WHAT THE EXERCISE ASKS:
Swap each "Reply" for "Answer" in the lines from the one holding "Provide one point per instance of the index" through the one holding "x=180 y=423", inclusive. Write out only those lines, with nothing else changed.

[Stored data entries]
>>>

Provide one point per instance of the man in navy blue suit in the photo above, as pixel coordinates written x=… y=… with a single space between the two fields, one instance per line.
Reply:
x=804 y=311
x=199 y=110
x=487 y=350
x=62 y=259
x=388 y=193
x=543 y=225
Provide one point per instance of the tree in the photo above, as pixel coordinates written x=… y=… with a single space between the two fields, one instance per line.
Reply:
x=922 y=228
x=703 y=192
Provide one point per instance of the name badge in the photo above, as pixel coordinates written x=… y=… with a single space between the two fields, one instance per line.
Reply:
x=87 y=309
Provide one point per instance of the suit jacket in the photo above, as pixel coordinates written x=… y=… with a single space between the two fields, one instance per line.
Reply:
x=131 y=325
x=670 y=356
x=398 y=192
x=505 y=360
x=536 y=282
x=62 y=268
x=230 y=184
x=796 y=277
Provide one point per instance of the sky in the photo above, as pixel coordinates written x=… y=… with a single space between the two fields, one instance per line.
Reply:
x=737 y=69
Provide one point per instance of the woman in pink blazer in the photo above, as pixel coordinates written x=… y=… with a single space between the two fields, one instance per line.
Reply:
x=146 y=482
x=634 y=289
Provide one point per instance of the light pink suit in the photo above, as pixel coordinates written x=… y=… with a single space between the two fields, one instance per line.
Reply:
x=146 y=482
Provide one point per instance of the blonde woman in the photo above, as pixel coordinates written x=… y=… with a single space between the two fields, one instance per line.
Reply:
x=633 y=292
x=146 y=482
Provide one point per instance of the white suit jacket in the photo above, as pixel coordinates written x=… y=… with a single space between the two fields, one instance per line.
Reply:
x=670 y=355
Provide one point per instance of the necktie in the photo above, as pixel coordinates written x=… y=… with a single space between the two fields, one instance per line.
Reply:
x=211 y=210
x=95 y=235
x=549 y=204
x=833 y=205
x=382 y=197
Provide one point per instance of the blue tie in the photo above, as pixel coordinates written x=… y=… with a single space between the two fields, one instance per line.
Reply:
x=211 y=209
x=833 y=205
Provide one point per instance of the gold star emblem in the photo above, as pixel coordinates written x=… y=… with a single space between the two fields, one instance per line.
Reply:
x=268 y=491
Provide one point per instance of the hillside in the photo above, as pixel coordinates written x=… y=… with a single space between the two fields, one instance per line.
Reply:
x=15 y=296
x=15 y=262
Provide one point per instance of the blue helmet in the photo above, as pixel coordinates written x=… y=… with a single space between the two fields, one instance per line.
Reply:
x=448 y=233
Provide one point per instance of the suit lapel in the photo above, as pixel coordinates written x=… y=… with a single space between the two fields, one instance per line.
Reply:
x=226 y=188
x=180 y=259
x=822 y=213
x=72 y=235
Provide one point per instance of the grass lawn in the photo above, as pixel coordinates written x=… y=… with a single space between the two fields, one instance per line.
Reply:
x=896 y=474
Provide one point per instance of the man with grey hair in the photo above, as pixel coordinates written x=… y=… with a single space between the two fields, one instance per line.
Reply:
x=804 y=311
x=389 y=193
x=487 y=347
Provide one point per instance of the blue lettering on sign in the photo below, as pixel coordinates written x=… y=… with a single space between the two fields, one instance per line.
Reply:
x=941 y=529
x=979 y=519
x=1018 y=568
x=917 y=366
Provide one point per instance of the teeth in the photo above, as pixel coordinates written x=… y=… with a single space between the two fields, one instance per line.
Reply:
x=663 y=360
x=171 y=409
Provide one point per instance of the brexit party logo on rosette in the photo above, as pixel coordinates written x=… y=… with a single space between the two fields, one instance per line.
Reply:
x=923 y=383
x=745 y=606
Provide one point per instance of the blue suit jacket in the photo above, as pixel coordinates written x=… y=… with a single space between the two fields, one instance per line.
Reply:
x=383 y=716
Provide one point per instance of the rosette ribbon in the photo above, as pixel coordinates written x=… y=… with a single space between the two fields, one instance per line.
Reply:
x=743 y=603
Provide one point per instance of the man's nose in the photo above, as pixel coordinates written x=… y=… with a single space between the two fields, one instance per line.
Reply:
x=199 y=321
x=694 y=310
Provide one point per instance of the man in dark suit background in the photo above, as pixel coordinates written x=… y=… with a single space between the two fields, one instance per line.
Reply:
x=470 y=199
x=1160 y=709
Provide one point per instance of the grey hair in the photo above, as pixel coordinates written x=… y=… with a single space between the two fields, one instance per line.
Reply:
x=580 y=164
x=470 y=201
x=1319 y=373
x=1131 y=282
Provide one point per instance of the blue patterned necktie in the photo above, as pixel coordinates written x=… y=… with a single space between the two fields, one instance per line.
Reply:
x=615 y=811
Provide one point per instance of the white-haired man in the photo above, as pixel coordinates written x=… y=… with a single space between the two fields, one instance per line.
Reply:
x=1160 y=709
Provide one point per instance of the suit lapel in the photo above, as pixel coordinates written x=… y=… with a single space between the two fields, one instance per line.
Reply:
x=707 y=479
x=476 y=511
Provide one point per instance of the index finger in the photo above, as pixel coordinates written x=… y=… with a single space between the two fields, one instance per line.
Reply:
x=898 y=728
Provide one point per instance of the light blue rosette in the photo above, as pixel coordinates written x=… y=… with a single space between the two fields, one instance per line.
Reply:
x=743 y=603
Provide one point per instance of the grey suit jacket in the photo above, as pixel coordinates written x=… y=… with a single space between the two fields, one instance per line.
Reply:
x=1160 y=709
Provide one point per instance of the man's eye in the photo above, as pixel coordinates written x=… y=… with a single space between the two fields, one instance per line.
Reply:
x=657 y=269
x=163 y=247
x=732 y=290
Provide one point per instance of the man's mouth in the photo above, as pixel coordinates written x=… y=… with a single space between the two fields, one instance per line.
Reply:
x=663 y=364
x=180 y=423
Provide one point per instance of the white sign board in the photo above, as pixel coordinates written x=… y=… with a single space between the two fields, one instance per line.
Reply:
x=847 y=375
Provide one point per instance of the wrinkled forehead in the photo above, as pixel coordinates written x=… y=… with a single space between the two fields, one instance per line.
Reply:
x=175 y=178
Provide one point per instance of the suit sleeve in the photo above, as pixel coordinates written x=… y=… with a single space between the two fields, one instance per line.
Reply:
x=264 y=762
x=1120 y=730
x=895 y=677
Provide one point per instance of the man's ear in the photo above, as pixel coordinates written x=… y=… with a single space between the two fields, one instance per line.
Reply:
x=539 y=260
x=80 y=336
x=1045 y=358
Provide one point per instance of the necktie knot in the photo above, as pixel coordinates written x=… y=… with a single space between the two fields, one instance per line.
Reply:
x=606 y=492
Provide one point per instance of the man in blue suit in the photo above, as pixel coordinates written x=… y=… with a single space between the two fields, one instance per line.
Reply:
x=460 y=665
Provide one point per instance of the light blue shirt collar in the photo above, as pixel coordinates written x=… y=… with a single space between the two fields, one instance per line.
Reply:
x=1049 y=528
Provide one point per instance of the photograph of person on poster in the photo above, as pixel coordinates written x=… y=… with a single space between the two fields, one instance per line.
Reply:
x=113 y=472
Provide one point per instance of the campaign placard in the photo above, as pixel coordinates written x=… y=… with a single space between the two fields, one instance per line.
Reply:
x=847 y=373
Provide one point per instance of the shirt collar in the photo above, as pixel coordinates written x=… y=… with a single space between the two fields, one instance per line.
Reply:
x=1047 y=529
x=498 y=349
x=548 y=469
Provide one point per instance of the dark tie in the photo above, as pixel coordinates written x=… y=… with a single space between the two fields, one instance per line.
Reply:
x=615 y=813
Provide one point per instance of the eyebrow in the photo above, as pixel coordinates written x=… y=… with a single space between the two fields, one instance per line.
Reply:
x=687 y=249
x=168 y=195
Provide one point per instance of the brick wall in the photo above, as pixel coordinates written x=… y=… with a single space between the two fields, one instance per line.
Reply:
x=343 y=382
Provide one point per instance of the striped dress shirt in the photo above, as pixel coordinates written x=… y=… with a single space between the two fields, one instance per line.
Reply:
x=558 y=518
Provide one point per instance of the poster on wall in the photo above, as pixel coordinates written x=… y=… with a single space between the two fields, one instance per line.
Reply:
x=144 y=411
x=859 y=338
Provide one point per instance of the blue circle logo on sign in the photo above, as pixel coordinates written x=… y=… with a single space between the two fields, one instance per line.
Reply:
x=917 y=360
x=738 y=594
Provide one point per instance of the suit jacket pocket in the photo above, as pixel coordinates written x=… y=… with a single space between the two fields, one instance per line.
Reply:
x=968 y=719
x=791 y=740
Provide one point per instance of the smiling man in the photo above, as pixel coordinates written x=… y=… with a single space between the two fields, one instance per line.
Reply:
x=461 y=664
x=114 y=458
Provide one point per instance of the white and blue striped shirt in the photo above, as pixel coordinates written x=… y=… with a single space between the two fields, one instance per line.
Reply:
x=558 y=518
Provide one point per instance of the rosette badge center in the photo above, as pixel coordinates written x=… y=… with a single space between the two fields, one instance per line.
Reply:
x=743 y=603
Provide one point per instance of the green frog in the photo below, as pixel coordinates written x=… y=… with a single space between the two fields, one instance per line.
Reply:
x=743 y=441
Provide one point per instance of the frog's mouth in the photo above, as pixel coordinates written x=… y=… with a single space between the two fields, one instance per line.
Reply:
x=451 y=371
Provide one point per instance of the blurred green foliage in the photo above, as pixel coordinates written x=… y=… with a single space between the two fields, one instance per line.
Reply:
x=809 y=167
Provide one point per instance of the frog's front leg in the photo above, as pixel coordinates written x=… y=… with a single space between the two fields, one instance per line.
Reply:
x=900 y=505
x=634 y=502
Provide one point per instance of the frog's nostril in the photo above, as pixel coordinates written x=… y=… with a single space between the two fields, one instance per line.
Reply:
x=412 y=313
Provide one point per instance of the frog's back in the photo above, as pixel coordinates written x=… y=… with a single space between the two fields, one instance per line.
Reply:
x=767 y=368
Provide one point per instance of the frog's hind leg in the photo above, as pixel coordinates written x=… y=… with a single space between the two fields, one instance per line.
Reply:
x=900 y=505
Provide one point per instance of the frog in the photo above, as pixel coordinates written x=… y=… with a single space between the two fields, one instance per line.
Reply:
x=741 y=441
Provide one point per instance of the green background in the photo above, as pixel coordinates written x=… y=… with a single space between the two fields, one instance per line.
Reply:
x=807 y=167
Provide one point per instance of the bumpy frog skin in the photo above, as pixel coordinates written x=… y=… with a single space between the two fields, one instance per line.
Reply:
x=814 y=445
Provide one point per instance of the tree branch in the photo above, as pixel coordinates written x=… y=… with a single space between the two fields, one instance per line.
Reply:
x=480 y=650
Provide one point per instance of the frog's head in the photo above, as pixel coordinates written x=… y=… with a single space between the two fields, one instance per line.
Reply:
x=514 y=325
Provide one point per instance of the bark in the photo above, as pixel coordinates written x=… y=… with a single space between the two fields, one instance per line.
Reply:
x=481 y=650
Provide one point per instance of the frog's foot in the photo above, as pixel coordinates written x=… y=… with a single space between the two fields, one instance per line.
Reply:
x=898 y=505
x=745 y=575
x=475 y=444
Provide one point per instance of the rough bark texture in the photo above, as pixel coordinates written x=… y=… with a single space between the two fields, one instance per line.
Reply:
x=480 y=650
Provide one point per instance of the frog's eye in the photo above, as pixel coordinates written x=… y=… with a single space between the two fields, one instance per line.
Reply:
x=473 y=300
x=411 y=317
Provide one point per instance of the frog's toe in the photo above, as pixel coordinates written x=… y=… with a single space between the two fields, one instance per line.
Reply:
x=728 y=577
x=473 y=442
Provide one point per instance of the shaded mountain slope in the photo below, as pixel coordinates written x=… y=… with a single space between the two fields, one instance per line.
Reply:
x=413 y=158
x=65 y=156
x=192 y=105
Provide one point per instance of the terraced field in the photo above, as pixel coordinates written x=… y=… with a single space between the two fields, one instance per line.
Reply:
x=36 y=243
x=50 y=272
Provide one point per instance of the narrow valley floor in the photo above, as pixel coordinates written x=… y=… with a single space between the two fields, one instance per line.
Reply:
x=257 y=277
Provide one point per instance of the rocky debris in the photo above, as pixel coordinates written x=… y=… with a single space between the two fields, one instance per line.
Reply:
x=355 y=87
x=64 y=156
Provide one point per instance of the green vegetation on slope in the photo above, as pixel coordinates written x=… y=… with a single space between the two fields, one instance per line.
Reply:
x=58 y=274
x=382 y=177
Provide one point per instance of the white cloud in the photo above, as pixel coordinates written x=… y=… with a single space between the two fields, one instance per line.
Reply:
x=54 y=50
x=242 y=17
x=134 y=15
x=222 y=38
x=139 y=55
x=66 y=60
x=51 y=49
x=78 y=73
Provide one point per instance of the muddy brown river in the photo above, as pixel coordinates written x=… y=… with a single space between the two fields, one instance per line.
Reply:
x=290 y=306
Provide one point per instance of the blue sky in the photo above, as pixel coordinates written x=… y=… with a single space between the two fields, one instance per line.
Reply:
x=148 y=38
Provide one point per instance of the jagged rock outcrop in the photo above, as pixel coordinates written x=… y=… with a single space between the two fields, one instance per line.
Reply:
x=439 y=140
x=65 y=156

<<<

WRITTEN ANSWER:
Provide one point per instance of the index finger in the photo above, as pixel coordinates written x=… y=… with a single space between the two fields, one instance per line.
Answer:
x=898 y=728
Provide one point per instance of the light blue rosette in the photo above, as pixel coordinates written x=… y=… with a single space between the two fields, one instance per line.
Answer:
x=743 y=603
Provide one point per instance of the grey suit jacket in the photo above, as pixel coordinates written x=… y=… with a single space between the two fields, one instance per line.
Answer:
x=1160 y=709
Provide one point per instance of the man's eye in the photo above, as pixel coordinates written x=… y=… with a single space between the two fields, one instance per line.
Answer:
x=657 y=269
x=163 y=247
x=732 y=290
Provide one point per instance of the man's mouth in the photo above, as pixel coordinates written x=… y=… with a single space between the two fields, one instance per line.
Answer:
x=663 y=364
x=180 y=423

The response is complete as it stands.